Some years back, about seventy million people engaged in online file sharing. Based on a CBS News poll, seventy percent of users with ages ranging from 18 to 29 years viewed that file sharing was acceptable for some environments and 58 percent who followed the file sharing issue considered it acceptable in at least some conditions.
Surveys and statistics show that in 2006, thirty two million users, over 12 years old, had downloaded at least one movie from the Internet, 80 percent of whom went through the process over P2P exclusively. Forty percent of the population sampled felt that download of copyrighted movies is a very serious offense just like not paying for a DVD taken from a store.
In 2008, twenty percent of Europeans used file sharing networks to download music, while ten percent utilized paid-for digital music services like iTunes. In 2009, a poll survey found that seventy five percent of the English public who participated were aware of what was illegal and legal in relevance to file sharing, however the issue on who should shoulder the legal burden was a split between factions: forty nine percent believed that P2P companies should be held responsible while eighteen percent viewed individual file sharers should take the blame; eighteen percent chose not to answer or may have no knowledge at all about the issue of illegal file sharing on their networks.
Similar polls in other countries worldwide yield vast support from users of file sharing regardless of legality issues and the risks involved. A drastic increase in careless P2P file sharing of sensitive and personal information surfaced in 2009 at the beginning of the president’s administration when the helicopter Marine One’ blueprints were made available to the public via a P2P file sharing site through a breach in security. This can be detrimental to a nation’s security.
Potential security risks in file sharing have been examined by researchers including bundled spyware, the release of personal information and viruses downloaded from the network. Though open source programs do not carry bundled malware, some proprietary file sharing clients have been known to bundle such applications. Reliable open source file sharing packages provide integrated anti-virus scanning.
Researchers also discovered tons of documents consisting of sensitive patient data on popular peer-to-peer (P2P) networks, along with diagnosis codes, insurance details, physician names, and identifying information on more than twenty eight thousand individuals. Most of the documents consisted of sensitive patient treatment data, psychiatric evaluations communications and medical diagnoses.
With these alarming revelations, the government sprang into action by making users more aware of the potential risks P2P file sharing programs may bring through legislation such as the Informed P2P User Act – H.R. 1319. This act states that it is mandatory for users to be aware of the risks concomitant with peer-to-peer file sharing before buying software with the user’s informed consent prior to using such programs. Additionally, the act allows users, with the Federal Trade Commission enforcing regulations, to remove and block P2P file sharing software from their computers at any given time.

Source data

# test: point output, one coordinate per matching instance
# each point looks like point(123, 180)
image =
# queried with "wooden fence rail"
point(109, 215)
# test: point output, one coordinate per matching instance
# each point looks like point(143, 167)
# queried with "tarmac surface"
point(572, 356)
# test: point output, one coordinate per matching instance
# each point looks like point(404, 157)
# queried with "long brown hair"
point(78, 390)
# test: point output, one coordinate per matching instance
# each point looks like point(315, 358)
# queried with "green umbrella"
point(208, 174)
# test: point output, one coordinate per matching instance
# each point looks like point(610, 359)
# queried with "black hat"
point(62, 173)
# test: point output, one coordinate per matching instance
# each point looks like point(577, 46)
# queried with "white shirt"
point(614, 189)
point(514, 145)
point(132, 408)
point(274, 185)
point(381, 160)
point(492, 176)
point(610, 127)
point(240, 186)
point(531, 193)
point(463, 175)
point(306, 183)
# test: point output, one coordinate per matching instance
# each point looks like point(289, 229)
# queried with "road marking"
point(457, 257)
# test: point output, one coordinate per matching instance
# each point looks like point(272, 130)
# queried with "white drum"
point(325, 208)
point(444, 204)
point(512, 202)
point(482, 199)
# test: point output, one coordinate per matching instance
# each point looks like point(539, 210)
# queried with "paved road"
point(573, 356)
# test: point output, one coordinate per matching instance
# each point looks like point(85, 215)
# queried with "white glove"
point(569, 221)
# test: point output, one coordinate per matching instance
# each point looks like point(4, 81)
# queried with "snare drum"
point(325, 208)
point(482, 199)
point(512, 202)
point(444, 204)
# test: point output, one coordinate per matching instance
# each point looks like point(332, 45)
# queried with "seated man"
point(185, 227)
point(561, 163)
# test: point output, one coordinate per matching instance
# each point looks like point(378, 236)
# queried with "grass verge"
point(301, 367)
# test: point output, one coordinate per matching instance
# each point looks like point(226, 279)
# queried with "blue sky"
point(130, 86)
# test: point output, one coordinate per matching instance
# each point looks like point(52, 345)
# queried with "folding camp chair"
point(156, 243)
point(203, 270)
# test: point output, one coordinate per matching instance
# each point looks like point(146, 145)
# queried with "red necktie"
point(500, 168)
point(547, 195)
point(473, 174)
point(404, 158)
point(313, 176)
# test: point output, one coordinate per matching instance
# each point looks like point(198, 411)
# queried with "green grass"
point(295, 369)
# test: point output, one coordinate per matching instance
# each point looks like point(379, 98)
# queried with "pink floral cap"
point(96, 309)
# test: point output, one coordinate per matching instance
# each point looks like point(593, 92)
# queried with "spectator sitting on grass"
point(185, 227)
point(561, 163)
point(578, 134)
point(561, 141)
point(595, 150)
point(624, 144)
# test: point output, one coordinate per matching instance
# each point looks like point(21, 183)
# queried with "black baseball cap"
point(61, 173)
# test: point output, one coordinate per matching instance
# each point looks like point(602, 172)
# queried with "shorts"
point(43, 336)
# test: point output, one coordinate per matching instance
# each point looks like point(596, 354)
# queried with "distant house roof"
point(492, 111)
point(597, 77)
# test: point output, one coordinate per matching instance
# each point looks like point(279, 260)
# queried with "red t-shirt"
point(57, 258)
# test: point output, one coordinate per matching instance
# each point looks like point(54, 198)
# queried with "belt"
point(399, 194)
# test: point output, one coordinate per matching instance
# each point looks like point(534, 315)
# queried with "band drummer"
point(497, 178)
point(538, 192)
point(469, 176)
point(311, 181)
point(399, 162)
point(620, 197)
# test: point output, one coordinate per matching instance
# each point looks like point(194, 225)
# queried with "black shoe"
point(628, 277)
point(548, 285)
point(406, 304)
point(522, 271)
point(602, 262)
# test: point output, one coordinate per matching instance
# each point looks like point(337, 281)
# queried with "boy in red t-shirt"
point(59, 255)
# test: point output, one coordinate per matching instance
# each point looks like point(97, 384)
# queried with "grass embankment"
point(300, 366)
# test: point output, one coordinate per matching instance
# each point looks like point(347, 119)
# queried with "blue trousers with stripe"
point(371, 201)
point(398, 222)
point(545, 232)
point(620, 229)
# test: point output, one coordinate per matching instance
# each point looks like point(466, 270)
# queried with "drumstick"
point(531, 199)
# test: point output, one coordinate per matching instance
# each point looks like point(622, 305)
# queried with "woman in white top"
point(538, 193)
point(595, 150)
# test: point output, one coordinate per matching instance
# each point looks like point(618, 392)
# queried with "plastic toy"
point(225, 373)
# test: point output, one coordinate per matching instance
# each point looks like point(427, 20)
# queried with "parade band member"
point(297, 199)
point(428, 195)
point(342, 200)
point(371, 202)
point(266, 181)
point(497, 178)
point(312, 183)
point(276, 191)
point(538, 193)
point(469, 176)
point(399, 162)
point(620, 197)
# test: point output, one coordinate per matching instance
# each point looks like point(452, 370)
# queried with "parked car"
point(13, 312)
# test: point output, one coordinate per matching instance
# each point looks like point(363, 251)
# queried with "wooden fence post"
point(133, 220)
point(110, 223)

---

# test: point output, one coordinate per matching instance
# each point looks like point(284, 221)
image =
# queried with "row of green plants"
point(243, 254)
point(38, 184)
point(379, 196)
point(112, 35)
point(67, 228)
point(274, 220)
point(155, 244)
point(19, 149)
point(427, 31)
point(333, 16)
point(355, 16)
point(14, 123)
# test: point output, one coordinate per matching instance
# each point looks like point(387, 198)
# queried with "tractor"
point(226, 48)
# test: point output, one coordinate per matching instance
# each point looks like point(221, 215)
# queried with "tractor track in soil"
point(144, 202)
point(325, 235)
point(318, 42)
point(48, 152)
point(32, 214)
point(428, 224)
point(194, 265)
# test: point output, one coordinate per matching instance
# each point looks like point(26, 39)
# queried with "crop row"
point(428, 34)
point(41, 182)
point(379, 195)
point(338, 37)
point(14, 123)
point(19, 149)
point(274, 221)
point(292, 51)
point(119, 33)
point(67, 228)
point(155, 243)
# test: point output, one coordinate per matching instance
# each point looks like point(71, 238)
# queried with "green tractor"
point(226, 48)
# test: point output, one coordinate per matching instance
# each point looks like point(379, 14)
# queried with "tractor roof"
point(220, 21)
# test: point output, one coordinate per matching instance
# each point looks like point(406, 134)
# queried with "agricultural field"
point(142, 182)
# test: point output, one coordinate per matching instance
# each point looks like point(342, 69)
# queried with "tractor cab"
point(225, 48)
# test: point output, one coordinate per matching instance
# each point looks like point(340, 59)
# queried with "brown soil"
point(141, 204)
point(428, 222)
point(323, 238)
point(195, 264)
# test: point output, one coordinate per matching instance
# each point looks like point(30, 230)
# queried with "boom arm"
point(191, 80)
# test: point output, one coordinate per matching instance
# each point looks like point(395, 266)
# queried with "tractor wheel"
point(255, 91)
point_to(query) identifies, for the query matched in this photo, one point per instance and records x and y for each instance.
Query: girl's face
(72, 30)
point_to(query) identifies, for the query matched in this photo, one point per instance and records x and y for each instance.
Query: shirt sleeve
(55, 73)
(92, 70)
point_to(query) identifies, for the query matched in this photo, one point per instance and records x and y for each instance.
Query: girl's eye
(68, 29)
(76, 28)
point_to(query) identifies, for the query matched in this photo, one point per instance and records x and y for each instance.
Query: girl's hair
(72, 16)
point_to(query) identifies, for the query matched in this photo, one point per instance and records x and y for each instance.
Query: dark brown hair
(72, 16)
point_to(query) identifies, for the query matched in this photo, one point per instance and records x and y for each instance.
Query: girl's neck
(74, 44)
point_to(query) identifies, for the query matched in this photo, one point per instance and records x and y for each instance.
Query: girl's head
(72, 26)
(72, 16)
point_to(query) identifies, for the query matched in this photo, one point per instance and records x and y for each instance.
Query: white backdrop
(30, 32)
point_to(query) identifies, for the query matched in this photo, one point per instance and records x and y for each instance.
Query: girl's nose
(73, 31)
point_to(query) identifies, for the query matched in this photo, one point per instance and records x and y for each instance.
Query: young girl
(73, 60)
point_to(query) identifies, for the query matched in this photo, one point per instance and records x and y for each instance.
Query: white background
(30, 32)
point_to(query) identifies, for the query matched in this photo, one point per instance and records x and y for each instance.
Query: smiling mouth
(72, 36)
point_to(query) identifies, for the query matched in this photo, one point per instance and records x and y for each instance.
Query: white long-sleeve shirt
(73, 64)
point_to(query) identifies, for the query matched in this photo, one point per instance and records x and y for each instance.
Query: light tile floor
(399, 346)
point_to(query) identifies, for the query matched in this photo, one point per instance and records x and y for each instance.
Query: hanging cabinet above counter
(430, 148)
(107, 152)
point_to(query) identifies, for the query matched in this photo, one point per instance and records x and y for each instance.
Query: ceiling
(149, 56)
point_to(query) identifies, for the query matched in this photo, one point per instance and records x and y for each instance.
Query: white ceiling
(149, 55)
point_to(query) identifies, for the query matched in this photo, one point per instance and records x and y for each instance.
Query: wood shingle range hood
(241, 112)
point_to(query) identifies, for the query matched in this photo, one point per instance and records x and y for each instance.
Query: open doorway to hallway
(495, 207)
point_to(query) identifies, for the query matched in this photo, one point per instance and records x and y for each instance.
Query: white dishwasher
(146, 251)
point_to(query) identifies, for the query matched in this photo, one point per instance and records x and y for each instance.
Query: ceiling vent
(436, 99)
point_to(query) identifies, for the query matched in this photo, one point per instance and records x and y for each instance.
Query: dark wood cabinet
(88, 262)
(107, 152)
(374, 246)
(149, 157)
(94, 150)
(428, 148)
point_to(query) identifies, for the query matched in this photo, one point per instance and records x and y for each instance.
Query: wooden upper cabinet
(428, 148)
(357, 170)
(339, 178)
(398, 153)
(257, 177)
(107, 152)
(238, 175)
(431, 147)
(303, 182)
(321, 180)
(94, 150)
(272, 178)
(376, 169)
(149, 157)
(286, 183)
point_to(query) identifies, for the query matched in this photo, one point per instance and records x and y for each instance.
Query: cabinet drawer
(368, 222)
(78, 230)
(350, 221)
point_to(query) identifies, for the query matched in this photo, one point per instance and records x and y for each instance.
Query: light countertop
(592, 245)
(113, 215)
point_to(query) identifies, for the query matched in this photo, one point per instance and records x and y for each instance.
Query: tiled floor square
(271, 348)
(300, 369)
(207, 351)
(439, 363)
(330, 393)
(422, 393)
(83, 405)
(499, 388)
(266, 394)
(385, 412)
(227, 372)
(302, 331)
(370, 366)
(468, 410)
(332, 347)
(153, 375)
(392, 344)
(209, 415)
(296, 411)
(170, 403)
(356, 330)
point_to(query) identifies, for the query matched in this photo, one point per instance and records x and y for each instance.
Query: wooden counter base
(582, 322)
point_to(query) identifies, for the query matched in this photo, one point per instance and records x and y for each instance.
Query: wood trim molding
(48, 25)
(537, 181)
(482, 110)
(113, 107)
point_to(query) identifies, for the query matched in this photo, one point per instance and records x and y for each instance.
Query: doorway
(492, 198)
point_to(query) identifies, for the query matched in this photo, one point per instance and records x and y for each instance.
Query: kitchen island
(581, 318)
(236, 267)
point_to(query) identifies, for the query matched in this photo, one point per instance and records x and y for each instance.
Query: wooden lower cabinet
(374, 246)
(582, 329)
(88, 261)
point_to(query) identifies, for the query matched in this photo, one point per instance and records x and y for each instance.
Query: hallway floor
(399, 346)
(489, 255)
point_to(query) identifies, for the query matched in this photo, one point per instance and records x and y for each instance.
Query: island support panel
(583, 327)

ACTION ITEM: Copy the file sharing text word for word from "Similar polls in" to "integrated anti-virus scanning.".

ANSWER SPACE:
Similar polls in other countries worldwide yield vast support from users of file sharing regardless of legality issues and the risks involved. A drastic increase in careless P2P file sharing of sensitive and personal information surfaced in 2009 at the beginning of the president’s administration when the helicopter Marine One’ blueprints were made available to the public via a P2P file sharing site through a breach in security. This can be detrimental to a nation’s security.
Potential security risks in file sharing have been examined by researchers including bundled spyware, the release of personal information and viruses downloaded from the network. Though open source programs do not carry bundled malware, some proprietary file sharing clients have been known to bundle such applications. Reliable open source file sharing packages provide integrated anti-virus scanning.